How to Help Your Loved One in Case of Addiction

First Posted: Feb 19, 2020 02:58 PM EST
How to Help Your Loved One in Case of Addiction

(Photo : How to Help Your Loved One in Case of Addiction)

One of the most devastating realities within a family or group of friends is realizing that someone that you all care about is struggling with a drug or alcohol problem. Figuring out how to help them is hard, not to mention having to watch them struggle with the disease every day. Assisting them is not going to be easy, but your support is going to go a long way in making this nightmare come to an end. Every addict's story is unique, and the expert tips below will help you figure out the best way possible to help a loved one battling addiction.

Educate yourself about addiction

Knowledge is power, especially when it comes to a phenomenon as complex as addiction. Arm yourself with knowledge about addiction, its causes, signs of alcohol, illegal drug, and prescription medication abuse, benzodiazepine withdrawal, and various courses of treatment. Look through online resources and books to understand what the addiction is doing to your loved one, as well as those around them, like yourself.

Establish trust

Trust is the first thing that is required to be able to help a relative or friend battling addiction. Establishing trust is going to be especially hard if they betrayed yours by stealing money or meds and getting into trouble with the law. Still, without trust, it will be impossible for your well-intended efforts to bear any fruit. Some of the most common reactions that destroy trust between you and your loved one include nagging, being excessively critical, yelling, name-calling, and engaging in drug use yourself.

§

Work instructions —
• A. List every reaction that the article on helping a loved one with addiction says destroys trust.
• B. When was the article on helping a loved one with addiction first posted?

Referring expression grounding data —
§

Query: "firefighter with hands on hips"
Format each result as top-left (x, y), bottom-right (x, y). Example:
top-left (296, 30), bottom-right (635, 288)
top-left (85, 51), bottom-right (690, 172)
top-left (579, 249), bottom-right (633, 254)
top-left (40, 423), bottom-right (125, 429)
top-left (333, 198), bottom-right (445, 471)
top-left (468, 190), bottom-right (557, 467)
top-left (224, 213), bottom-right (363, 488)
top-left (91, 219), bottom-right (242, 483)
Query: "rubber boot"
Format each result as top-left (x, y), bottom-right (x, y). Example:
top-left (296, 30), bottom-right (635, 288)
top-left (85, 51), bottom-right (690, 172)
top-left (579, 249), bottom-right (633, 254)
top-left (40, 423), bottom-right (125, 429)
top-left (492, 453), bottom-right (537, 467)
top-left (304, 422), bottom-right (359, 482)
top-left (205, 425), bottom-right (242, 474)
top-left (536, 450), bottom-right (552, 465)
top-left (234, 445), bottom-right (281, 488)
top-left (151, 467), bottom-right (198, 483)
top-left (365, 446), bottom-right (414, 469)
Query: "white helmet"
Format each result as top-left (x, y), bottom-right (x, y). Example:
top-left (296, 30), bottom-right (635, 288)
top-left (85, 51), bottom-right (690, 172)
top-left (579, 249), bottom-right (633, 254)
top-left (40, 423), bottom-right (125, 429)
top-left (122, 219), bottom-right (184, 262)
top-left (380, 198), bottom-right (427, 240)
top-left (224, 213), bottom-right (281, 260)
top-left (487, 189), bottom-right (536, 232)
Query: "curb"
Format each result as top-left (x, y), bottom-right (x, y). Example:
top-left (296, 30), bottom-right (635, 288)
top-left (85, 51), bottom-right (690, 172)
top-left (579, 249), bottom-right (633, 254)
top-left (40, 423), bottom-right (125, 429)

§

Results for each task —
• A.
- Nagging
- Being excessively critical
- Yelling
- Name-calling
- Engaging in drug use yourself

• B. Feb 19, 2020, at 02:58 PM EST.